Point localization data
==========

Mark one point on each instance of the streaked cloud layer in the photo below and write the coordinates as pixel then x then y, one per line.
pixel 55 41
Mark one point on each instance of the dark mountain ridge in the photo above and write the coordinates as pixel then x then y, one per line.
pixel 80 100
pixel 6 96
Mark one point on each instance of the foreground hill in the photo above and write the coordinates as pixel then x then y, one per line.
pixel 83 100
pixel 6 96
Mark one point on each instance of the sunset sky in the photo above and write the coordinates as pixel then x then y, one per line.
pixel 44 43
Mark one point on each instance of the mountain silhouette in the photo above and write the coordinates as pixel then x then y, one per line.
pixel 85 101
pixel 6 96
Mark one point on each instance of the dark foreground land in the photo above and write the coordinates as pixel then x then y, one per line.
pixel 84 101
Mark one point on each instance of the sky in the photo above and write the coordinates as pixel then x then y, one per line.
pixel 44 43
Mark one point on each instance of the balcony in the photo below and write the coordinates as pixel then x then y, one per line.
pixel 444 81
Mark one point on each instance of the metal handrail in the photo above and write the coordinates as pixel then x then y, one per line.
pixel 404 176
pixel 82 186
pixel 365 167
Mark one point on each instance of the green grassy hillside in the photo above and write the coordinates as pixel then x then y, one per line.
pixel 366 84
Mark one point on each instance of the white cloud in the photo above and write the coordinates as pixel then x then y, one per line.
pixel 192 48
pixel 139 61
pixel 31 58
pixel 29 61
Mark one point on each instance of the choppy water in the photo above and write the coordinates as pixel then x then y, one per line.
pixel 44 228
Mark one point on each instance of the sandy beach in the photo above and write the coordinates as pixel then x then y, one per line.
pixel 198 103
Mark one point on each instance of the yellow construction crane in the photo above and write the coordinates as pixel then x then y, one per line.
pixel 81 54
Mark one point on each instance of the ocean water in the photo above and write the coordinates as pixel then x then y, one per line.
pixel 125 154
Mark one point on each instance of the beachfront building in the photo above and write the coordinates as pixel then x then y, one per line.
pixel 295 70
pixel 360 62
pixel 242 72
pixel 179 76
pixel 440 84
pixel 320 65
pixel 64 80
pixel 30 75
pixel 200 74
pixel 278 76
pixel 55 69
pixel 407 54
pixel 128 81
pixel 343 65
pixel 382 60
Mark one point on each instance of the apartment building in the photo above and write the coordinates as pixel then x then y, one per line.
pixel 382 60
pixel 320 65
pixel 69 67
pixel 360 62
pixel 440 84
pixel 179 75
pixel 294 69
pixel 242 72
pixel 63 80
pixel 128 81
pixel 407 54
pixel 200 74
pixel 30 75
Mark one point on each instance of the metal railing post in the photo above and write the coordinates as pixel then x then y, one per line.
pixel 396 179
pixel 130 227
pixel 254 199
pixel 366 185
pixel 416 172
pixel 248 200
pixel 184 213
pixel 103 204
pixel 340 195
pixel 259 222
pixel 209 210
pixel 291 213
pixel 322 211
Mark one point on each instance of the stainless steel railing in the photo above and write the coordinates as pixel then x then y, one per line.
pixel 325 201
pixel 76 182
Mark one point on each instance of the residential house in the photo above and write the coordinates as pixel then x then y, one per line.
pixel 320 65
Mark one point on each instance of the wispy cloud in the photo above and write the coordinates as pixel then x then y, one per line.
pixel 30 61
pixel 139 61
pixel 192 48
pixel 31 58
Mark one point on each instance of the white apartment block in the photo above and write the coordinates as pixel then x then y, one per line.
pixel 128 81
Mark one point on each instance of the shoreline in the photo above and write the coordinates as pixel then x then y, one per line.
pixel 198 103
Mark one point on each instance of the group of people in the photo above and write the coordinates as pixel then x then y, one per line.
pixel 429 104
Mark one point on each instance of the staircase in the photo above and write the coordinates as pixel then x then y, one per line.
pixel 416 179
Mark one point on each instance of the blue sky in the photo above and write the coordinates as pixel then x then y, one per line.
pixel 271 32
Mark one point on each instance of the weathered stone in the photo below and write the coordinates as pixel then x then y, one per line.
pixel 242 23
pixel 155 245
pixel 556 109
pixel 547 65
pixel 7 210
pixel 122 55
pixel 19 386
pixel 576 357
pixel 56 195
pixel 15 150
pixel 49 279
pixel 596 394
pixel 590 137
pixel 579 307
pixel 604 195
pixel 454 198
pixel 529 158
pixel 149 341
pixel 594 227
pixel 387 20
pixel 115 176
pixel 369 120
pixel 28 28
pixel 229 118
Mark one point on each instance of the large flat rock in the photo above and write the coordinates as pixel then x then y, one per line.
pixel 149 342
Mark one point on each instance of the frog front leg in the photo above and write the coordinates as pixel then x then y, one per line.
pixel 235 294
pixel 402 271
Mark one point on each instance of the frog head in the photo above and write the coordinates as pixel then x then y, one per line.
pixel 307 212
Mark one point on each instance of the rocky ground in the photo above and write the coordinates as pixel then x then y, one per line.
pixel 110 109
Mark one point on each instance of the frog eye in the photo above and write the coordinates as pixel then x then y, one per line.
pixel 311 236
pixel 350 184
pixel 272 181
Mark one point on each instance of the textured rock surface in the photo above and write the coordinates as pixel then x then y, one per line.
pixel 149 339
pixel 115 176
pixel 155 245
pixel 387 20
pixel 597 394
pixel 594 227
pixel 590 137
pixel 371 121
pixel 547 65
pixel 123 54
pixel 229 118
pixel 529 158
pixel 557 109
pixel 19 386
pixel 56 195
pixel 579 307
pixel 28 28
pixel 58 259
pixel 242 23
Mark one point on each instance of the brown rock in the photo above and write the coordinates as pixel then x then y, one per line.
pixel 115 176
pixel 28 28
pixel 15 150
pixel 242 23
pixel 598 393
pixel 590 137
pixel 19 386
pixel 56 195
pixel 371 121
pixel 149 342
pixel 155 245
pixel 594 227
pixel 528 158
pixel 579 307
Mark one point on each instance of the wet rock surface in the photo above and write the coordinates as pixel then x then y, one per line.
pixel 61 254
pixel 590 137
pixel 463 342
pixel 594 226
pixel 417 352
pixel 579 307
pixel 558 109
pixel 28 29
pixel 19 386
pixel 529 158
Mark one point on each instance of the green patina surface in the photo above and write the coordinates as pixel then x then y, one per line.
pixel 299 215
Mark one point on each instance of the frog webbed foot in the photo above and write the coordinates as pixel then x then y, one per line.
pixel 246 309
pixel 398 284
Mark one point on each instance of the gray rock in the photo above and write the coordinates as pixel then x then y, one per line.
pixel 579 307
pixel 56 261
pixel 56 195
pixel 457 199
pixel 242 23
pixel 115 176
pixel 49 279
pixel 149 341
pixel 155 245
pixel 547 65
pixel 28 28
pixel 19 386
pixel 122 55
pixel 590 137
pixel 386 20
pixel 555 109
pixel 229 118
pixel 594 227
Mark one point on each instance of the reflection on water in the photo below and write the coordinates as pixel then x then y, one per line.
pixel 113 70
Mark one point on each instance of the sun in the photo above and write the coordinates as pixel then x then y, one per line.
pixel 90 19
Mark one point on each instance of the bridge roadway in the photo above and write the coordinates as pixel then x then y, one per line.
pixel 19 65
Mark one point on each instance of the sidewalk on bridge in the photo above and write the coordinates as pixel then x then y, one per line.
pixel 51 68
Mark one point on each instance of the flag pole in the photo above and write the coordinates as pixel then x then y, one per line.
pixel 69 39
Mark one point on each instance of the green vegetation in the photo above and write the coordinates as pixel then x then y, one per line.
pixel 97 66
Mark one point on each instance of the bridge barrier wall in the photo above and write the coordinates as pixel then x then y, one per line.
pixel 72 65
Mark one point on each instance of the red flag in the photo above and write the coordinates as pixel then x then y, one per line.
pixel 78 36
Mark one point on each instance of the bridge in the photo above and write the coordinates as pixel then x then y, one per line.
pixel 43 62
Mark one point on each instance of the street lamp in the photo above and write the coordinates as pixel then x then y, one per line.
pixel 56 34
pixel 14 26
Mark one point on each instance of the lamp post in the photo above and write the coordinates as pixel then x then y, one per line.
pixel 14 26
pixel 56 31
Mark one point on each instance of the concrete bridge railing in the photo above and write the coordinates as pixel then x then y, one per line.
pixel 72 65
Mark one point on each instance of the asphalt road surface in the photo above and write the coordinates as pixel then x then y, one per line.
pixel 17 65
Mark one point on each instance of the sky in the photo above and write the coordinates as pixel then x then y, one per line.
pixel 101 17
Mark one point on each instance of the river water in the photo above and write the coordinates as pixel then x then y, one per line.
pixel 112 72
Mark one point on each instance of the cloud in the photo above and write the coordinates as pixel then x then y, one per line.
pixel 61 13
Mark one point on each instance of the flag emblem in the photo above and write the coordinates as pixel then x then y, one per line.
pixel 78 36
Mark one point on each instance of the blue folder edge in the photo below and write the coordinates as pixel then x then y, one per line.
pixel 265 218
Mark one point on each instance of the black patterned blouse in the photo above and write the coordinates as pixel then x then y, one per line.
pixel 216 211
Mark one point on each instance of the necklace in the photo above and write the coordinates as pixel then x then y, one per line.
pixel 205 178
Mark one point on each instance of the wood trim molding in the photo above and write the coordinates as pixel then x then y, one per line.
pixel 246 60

==========

* [WHAT IS BEING ASKED]:
Would you repeat the lines from the one containing "Mark one point on each instance of the necklace" through the end of the data, exactly, with nothing before or after them?

* [RESPONSE AREA]:
Mark one point on each instance of the necklace in the photo above and write the coordinates as pixel then x then y, one per line.
pixel 205 178
Mark one point on each instance of the wood trim molding in the photo above and write the coordinates as pixel then x then y, one per line.
pixel 246 60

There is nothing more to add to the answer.